WORK REQUIRED: Nothing but an exact copy of the records is expected here.

═════ INFORMATION SUPPLIED

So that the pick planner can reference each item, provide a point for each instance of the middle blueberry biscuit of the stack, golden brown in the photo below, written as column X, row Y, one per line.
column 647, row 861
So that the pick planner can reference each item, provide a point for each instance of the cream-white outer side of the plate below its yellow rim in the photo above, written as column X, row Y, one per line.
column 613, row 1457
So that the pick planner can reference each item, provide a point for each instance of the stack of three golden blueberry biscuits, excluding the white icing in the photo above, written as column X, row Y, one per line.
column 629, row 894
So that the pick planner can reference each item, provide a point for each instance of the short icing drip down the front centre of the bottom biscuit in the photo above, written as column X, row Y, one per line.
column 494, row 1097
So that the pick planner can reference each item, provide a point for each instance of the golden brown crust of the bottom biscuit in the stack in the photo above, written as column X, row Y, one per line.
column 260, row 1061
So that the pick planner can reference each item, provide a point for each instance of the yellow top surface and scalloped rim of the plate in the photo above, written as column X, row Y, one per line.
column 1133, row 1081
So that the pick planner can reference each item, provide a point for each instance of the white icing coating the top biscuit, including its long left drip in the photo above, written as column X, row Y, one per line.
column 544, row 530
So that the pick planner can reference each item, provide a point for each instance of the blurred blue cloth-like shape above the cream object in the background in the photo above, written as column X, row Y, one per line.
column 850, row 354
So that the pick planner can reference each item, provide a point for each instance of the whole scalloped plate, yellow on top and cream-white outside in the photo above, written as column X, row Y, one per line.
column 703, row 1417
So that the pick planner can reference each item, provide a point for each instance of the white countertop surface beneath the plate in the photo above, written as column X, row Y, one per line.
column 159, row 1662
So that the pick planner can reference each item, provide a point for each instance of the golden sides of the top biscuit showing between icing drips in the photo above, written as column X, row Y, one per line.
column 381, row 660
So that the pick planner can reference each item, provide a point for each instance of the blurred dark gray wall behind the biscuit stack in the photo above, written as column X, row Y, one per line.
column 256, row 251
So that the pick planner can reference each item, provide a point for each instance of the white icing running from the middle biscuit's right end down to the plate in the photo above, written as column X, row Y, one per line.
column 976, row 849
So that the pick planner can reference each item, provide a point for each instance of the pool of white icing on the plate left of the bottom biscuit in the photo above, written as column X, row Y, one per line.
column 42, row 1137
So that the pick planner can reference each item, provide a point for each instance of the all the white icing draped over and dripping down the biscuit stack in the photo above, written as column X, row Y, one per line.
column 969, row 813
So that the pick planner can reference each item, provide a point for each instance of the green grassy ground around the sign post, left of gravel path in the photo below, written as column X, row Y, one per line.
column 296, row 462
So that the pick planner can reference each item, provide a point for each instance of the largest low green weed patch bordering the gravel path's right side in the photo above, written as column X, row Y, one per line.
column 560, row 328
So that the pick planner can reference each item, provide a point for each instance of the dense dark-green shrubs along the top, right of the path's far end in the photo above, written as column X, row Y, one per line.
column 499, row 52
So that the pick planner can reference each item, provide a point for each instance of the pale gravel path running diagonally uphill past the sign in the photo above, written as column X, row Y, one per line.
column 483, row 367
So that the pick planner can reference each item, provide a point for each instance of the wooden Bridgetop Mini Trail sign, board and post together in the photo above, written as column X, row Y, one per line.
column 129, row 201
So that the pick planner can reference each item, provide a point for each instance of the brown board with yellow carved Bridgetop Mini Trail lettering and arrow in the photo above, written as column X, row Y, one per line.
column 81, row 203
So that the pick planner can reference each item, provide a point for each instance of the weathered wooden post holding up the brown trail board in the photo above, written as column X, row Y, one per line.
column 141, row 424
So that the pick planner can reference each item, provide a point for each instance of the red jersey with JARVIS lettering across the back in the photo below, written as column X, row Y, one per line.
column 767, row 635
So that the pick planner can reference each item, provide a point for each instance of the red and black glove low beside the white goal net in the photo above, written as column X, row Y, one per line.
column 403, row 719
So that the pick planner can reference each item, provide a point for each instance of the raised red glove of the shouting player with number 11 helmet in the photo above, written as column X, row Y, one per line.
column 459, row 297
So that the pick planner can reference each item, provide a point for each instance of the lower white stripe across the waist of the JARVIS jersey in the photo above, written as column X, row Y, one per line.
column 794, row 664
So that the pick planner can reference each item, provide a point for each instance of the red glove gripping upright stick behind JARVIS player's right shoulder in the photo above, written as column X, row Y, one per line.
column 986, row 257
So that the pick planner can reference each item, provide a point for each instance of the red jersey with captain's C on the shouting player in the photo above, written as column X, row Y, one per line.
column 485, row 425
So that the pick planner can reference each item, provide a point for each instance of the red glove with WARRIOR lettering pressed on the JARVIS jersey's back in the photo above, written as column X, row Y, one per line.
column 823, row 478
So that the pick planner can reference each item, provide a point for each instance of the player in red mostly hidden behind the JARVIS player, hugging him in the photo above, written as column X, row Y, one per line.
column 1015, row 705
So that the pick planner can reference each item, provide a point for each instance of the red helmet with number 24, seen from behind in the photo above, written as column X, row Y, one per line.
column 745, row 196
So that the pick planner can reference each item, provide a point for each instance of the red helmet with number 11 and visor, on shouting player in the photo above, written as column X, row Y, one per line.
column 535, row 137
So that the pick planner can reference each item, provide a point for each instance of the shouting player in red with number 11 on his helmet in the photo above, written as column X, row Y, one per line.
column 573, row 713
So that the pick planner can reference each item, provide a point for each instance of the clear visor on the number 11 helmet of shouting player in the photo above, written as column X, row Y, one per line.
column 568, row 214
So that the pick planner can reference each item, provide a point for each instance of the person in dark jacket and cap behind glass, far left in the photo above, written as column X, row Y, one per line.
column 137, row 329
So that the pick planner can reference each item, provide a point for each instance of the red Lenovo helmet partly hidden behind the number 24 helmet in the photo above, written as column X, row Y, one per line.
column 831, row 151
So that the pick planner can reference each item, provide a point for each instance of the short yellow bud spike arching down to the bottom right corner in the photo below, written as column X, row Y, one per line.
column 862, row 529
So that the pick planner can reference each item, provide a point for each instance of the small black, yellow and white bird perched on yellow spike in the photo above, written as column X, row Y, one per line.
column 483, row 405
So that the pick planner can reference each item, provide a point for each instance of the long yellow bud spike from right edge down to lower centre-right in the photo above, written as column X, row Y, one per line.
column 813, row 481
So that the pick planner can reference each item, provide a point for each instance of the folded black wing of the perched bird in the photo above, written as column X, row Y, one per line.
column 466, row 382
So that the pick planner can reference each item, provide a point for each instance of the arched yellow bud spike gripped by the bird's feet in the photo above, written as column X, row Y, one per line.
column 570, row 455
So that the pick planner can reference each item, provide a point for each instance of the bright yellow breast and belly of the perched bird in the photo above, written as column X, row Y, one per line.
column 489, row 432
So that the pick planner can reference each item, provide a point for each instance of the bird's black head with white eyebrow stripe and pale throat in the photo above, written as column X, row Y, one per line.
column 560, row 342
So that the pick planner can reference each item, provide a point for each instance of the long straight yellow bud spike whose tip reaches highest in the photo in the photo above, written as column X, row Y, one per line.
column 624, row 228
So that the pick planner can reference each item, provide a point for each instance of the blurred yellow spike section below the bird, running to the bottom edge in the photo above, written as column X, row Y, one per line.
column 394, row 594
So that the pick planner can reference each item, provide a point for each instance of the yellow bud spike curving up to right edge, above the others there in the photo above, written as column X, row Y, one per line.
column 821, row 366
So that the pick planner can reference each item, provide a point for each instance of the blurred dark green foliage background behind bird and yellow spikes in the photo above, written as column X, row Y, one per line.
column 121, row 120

══════════

SOLUTION TO THE PROBLEM:
So that the pick planner can reference each item, provide a point for each instance of the middle blueberry biscuit of the stack, golden brown in the photo below, written as column X, row Y, one per line.
column 647, row 861
So that the pick planner can reference each item, provide a point for each instance of the cream-white outer side of the plate below its yellow rim in the photo above, written as column X, row Y, one per line.
column 613, row 1457
So that the pick planner can reference each item, provide a point for each instance of the stack of three golden blueberry biscuits, excluding the white icing in the photo above, written as column X, row Y, one per line.
column 629, row 894
So that the pick planner can reference each item, provide a point for each instance of the short icing drip down the front centre of the bottom biscuit in the photo above, written as column X, row Y, one per line.
column 494, row 1097
So that the pick planner can reference each item, provide a point for each instance of the golden brown crust of the bottom biscuit in the stack in the photo above, written as column X, row Y, one per line.
column 260, row 1061
So that the pick planner can reference each item, provide a point for each instance of the yellow top surface and scalloped rim of the plate in the photo above, written as column X, row Y, one per line.
column 1133, row 1081
So that the pick planner can reference each item, provide a point for each instance of the white icing coating the top biscuit, including its long left drip in the photo above, written as column X, row Y, one per line.
column 544, row 530
So that the pick planner can reference each item, provide a point for each instance of the blurred blue cloth-like shape above the cream object in the background in the photo above, written as column X, row Y, one per line.
column 850, row 354
So that the pick planner can reference each item, provide a point for each instance of the whole scalloped plate, yellow on top and cream-white outside in the photo above, written as column X, row Y, one per line.
column 703, row 1417
So that the pick planner can reference each item, provide a point for each instance of the white countertop surface beneath the plate in the photo above, written as column X, row Y, one per line.
column 159, row 1662
So that the pick planner can reference each item, provide a point for each instance of the golden sides of the top biscuit showing between icing drips in the photo above, written as column X, row Y, one per line.
column 381, row 660
So that the pick planner can reference each item, provide a point for each instance of the blurred dark gray wall behind the biscuit stack in the photo above, written as column X, row Y, one per line.
column 256, row 251
So that the pick planner can reference each item, provide a point for each instance of the white icing running from the middle biscuit's right end down to the plate in the photo above, written as column X, row Y, one per line.
column 976, row 849
So that the pick planner can reference each item, provide a point for each instance of the pool of white icing on the plate left of the bottom biscuit in the photo above, written as column X, row Y, one per line.
column 42, row 1137
So that the pick planner can reference each item, provide a point for each instance of the all the white icing draped over and dripping down the biscuit stack in the photo above, written as column X, row Y, one per line.
column 969, row 813
So that the pick planner can reference each item, provide a point for each instance of the green grassy ground around the sign post, left of gravel path in the photo below, written as column X, row Y, one per line.
column 296, row 462
So that the pick planner can reference each item, provide a point for each instance of the largest low green weed patch bordering the gravel path's right side in the photo above, written as column X, row Y, one per line.
column 560, row 328
So that the pick planner can reference each item, provide a point for each instance of the dense dark-green shrubs along the top, right of the path's far end in the photo above, written as column X, row Y, one per line.
column 499, row 52
So that the pick planner can reference each item, provide a point for each instance of the pale gravel path running diagonally uphill past the sign in the photo above, written as column X, row Y, one per line.
column 483, row 367
So that the pick planner can reference each item, provide a point for each instance of the wooden Bridgetop Mini Trail sign, board and post together in the photo above, written as column X, row Y, one per line.
column 129, row 201
So that the pick planner can reference each item, provide a point for each instance of the brown board with yellow carved Bridgetop Mini Trail lettering and arrow in the photo above, written as column X, row Y, one per line.
column 81, row 203
So that the pick planner can reference each item, provide a point for each instance of the weathered wooden post holding up the brown trail board in the photo above, written as column X, row Y, one per line.
column 141, row 424
So that the pick planner can reference each item, provide a point for each instance of the red jersey with JARVIS lettering across the back in the photo below, written as column X, row Y, one per line.
column 767, row 635
So that the pick planner can reference each item, provide a point for each instance of the red and black glove low beside the white goal net in the photo above, written as column X, row Y, one per line.
column 403, row 719
So that the pick planner can reference each item, provide a point for each instance of the raised red glove of the shouting player with number 11 helmet in the photo above, written as column X, row Y, one per line.
column 459, row 297
So that the pick planner can reference each item, provide a point for each instance of the lower white stripe across the waist of the JARVIS jersey in the photo above, written as column X, row Y, one per line.
column 794, row 664
So that the pick planner can reference each item, provide a point for each instance of the red glove gripping upright stick behind JARVIS player's right shoulder in the photo above, written as column X, row Y, one per line.
column 986, row 257
So that the pick planner can reference each item, provide a point for each instance of the red jersey with captain's C on the shouting player in the photo above, written as column X, row Y, one per line.
column 485, row 425
So that the pick planner can reference each item, provide a point for each instance of the red glove with WARRIOR lettering pressed on the JARVIS jersey's back in the photo above, written as column X, row Y, one per line.
column 823, row 478
So that the pick planner can reference each item, provide a point for each instance of the player in red mostly hidden behind the JARVIS player, hugging him in the photo above, written as column X, row Y, one per line.
column 1015, row 705
So that the pick planner can reference each item, provide a point for each instance of the red helmet with number 24, seen from behind in the photo above, written as column X, row Y, one per line.
column 745, row 196
So that the pick planner can reference each item, provide a point for each instance of the red helmet with number 11 and visor, on shouting player in the photo above, written as column X, row Y, one per line.
column 535, row 137
So that the pick planner can reference each item, provide a point for each instance of the shouting player in red with number 11 on his helmet in the photo above, written as column X, row Y, one per line.
column 573, row 713
So that the pick planner can reference each item, provide a point for each instance of the clear visor on the number 11 helmet of shouting player in the photo above, written as column X, row Y, one per line.
column 568, row 214
So that the pick planner can reference each item, provide a point for each instance of the person in dark jacket and cap behind glass, far left in the photo above, written as column X, row Y, one per line.
column 137, row 329
So that the pick planner can reference each item, provide a point for each instance of the red Lenovo helmet partly hidden behind the number 24 helmet in the photo above, written as column X, row Y, one per line.
column 831, row 151
So that the pick planner can reference each item, provide a point for each instance of the short yellow bud spike arching down to the bottom right corner in the photo below, written as column X, row Y, one per line.
column 862, row 529
So that the pick planner can reference each item, provide a point for each instance of the small black, yellow and white bird perched on yellow spike in the photo above, written as column X, row Y, one per line.
column 483, row 405
So that the pick planner can reference each item, provide a point for each instance of the long yellow bud spike from right edge down to lower centre-right in the photo above, written as column X, row Y, one per line.
column 813, row 481
So that the pick planner can reference each item, provide a point for each instance of the folded black wing of the perched bird in the photo above, written as column X, row Y, one per line.
column 466, row 382
So that the pick planner can reference each item, provide a point for each instance of the arched yellow bud spike gripped by the bird's feet in the photo above, written as column X, row Y, one per line.
column 570, row 455
So that the pick planner can reference each item, provide a point for each instance of the bright yellow breast and belly of the perched bird in the photo above, written as column X, row Y, one per line.
column 489, row 432
So that the pick planner can reference each item, provide a point for each instance of the bird's black head with white eyebrow stripe and pale throat in the photo above, written as column X, row Y, one per line.
column 560, row 342
So that the pick planner can reference each item, provide a point for each instance of the long straight yellow bud spike whose tip reaches highest in the photo in the photo above, written as column X, row Y, one per line.
column 624, row 228
So that the pick planner can reference each item, provide a point for each instance of the blurred yellow spike section below the bird, running to the bottom edge in the photo above, written as column X, row Y, one per line.
column 394, row 594
So that the pick planner can reference each item, provide a point for each instance of the yellow bud spike curving up to right edge, above the others there in the photo above, written as column X, row Y, one per line.
column 821, row 366
So that the pick planner can reference each item, provide a point for each instance of the blurred dark green foliage background behind bird and yellow spikes in the photo above, written as column X, row Y, one per line.
column 121, row 120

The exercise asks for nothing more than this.